-------- Data records --------

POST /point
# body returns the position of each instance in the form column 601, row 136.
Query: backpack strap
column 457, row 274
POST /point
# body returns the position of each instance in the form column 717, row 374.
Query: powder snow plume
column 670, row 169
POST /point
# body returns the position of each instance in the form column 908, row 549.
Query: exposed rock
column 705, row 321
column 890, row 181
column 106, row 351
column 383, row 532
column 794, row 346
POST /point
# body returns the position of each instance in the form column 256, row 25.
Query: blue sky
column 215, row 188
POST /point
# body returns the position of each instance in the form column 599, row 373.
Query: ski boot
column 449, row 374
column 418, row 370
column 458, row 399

--------

**Exercise:**
Could you return all of the data above, reproducing every line without any changes?

**The result:**
POST /point
# body returns the position of each instance in the form column 601, row 136.
Query: backpack strap
column 457, row 274
POST /point
# body returns the position of each instance in the form column 717, row 374.
Query: powder snow plume
column 670, row 169
POST /point
# body returns the position of each instance in the form column 908, row 549.
Query: exposed rock
column 705, row 321
column 890, row 181
column 106, row 351
column 383, row 532
column 794, row 346
POST /point
# body returns the position of each instance in the form column 256, row 25.
Query: blue sky
column 215, row 188
POST /point
# body returns the position of each instance in the form column 599, row 373.
Query: ski boot
column 449, row 374
column 418, row 370
column 458, row 399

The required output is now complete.